** BRANO FORNITO **

American Sniper - Clint Eastwood, 2014


Pagina IMDB

Film tratto dall’autobiografia di Chris Kyle (interpretato da Bradley Cooper), narra le vicende di un cecchino americano impegnato nella battaglia al terrorismo in Iraq, facendo spola con casa sua negli Stati Uniti.

Nel complesso non mi ha entusiasmato. Durando appena 2 ore il film non riesce ad approfondire in maniera adeguata i rapporti che Kyle man mano instaura col fratello, i colleghi e la moglie ed essendo un film non solo d’azione ma anche, se vogliamo, di approfondimento psicologico del personaggio, ho trovato la cosa abbastanza assurda.
Le scene di guerra sono invece ben girate (specie quella nella tormenta di sabbia, davvero eccezionale) e l’inizio del film è davvero angosciante.

Visto anch’io, l’ho trovato un film di cronaca, ben fatto, in omaggio a questa persona. Alla fine non mi ha lasciato granche’ in testa e penso non sia neanche il suo scopo stimolare riflessioni critiche generali sulla guerra. Puro omaggio al defunto cecchino e per esteso ai militari americani.

essendo un film non solo d’azione ma anche, se vogliamo, di approfondimento psicologico del personaggio
Il film a me sembra tutto fuorché psicologico, impostato com’è su uno sguardo schiettamente comportamentale (come il cinema di Hawks, per dire). Il retroterra del personaggio non è tratteggiato certo attraverso un’analisi psicologica (la scena con lo psichiatra mi sembra programmatica, visto che il protagonista rifiuta qualsiasi analisi), ma soltanto mostrando concretamente alcuni comportamenti indicativi: il rapporto con la religione, l’immaginario western, l’autorappresentazione fumettistica, la confusione fra realtà e videogioco (i vari capitoli sono presentati come fossero dei livelli successivi). Per me è un capolavoro, ma vi avverto che personalmente considero tali anche Invictus e J. Edgar :smiley:

Visto la settimana scorsa: per molti aspetti complementare all’inferiore (ma bellissimo) “The hurt locker”. “Guerriero” ma non guerrafondaio, “militare” ma non militarista: Eastwood ancora una volta fa Cinema Umanista, magistrale. E Cooper, adeguatamente ingrossato (e un po’ ingrassato. .), è perfetto.

** DATI ESTRATTI **

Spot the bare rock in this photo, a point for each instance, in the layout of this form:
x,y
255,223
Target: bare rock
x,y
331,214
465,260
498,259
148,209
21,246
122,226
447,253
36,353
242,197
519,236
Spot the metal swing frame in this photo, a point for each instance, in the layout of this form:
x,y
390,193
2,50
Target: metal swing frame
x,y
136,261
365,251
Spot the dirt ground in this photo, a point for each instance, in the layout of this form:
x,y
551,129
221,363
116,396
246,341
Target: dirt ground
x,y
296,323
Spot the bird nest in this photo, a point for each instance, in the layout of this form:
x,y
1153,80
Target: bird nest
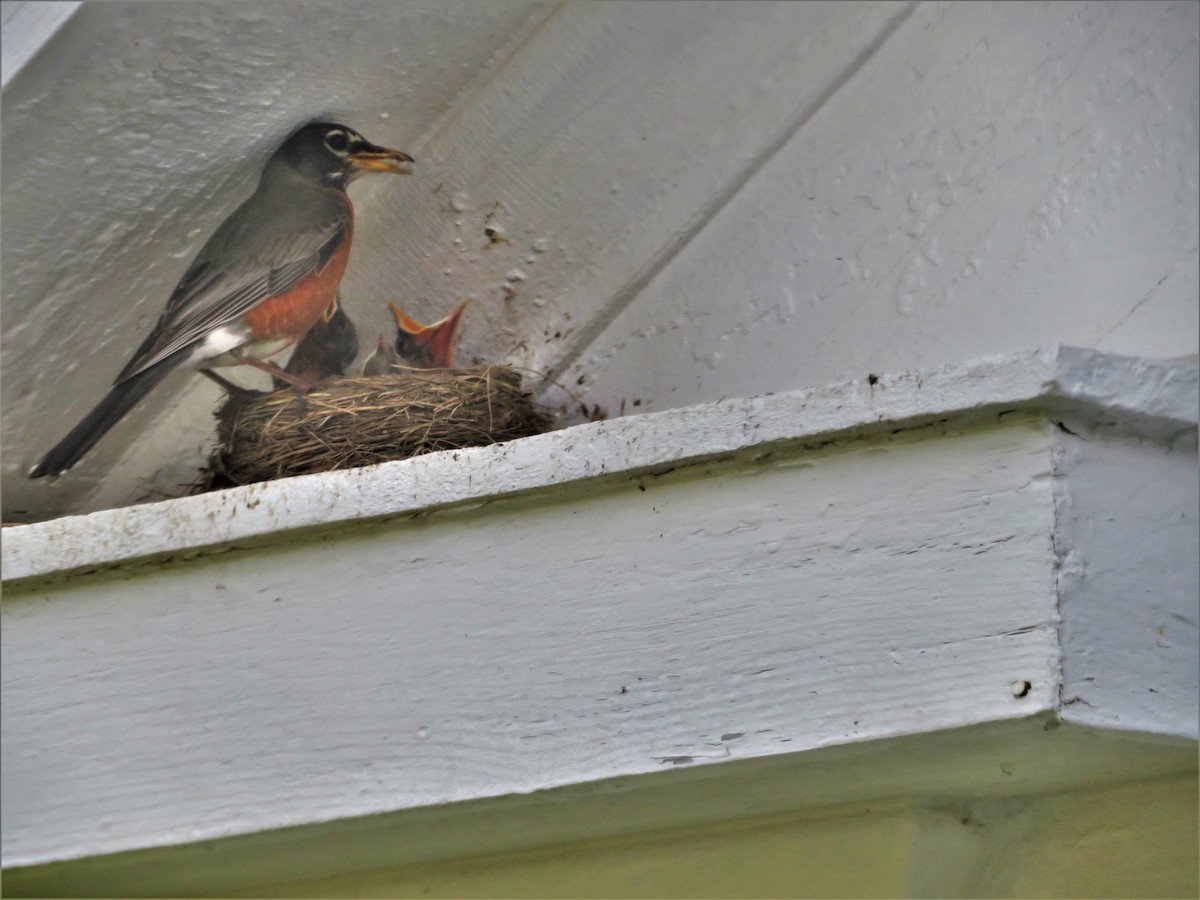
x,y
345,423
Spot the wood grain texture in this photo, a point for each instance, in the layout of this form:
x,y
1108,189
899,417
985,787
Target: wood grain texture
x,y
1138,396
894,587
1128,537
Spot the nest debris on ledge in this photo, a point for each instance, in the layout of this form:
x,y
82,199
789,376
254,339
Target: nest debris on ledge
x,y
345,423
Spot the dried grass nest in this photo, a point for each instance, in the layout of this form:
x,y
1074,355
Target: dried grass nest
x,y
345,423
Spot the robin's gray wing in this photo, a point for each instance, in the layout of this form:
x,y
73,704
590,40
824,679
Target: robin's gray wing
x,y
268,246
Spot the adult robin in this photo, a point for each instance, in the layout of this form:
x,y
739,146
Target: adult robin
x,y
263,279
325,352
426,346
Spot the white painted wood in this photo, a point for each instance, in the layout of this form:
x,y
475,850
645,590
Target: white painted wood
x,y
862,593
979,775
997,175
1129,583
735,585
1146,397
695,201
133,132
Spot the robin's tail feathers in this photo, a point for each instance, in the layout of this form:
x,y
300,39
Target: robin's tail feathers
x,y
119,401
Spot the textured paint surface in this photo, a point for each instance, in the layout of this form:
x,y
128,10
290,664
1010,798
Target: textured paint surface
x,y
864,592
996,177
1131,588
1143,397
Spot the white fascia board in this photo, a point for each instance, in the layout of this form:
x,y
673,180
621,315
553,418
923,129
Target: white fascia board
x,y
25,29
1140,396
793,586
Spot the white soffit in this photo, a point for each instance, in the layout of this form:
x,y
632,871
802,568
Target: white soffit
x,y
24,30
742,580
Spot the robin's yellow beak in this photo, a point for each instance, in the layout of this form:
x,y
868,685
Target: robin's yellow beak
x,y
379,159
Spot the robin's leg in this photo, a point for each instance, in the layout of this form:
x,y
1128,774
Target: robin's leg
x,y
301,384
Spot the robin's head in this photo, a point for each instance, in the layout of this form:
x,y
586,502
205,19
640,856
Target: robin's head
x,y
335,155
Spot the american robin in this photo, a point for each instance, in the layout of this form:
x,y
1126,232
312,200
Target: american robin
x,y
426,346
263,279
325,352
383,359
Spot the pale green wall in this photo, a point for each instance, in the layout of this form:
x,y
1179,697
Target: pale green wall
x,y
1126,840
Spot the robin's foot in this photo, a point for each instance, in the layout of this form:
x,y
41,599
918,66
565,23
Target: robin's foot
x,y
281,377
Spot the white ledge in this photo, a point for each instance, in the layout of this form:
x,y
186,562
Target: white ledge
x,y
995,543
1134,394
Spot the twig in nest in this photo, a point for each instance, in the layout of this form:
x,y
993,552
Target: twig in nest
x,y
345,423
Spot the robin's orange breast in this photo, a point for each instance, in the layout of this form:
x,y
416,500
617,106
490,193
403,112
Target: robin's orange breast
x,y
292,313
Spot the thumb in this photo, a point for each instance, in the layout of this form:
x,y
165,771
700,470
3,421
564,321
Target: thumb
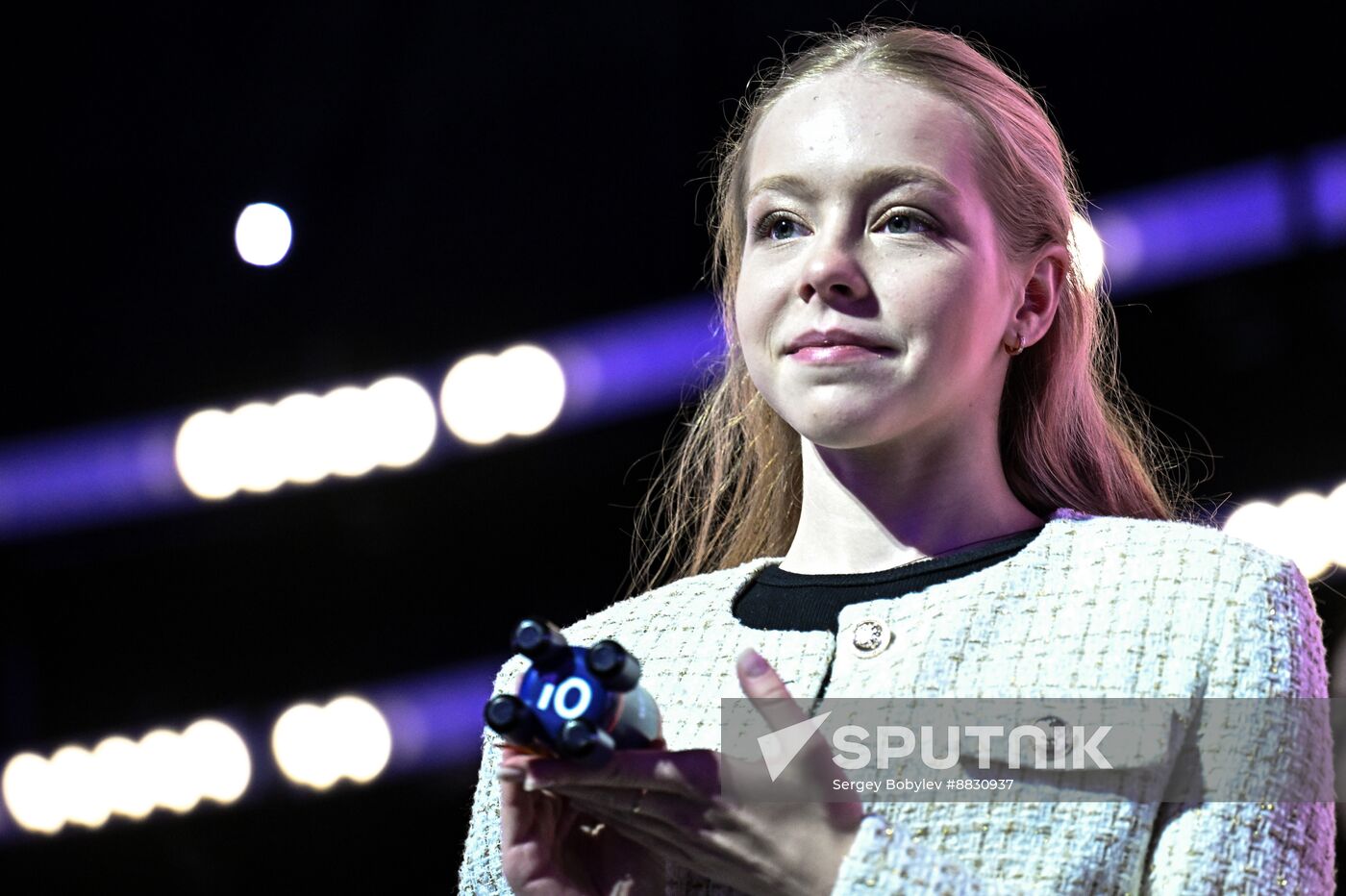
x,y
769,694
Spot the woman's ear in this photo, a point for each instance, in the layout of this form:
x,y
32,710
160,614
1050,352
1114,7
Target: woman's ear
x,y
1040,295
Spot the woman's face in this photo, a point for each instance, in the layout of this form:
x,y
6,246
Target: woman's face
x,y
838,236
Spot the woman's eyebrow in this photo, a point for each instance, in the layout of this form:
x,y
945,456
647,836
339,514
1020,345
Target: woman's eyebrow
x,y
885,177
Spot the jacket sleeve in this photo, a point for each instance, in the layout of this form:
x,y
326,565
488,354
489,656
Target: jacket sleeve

** ELENCO DEI COMPITI **
A: Indica se ciascuna affermazione concorda con la discussione su American Sniper, rispondendo sì o no e citando le parole decisive: (i) Chris Kyle è interpretato da Bradley Cooper; (ii) il film dura circa due ore; (iii) la scena nella tormenta di sabbia è giudicata mal riuscita.
B: Elenca, per favore, tutti i titoli di film citati nella discussione su American Sniper.
C: Nella discussione su American Sniper, a quale cinema viene accostato lo sguardo schiettamente comportamentale del film?
I record provengono da un'altra fonte.

** RISPOSTE AI COMPITI **
A:
(i) Sì: "Chris Kyle (interpretato da Bradley Cooper)".
(ii) Sì: "Durando appena 2 ore".
(iii) No: "specie quella nella tormenta di sabbia, davvero eccezionale".

B: American Sniper, Invictus, J. Edgar, The hurt locker

C: Al cinema di Hawks.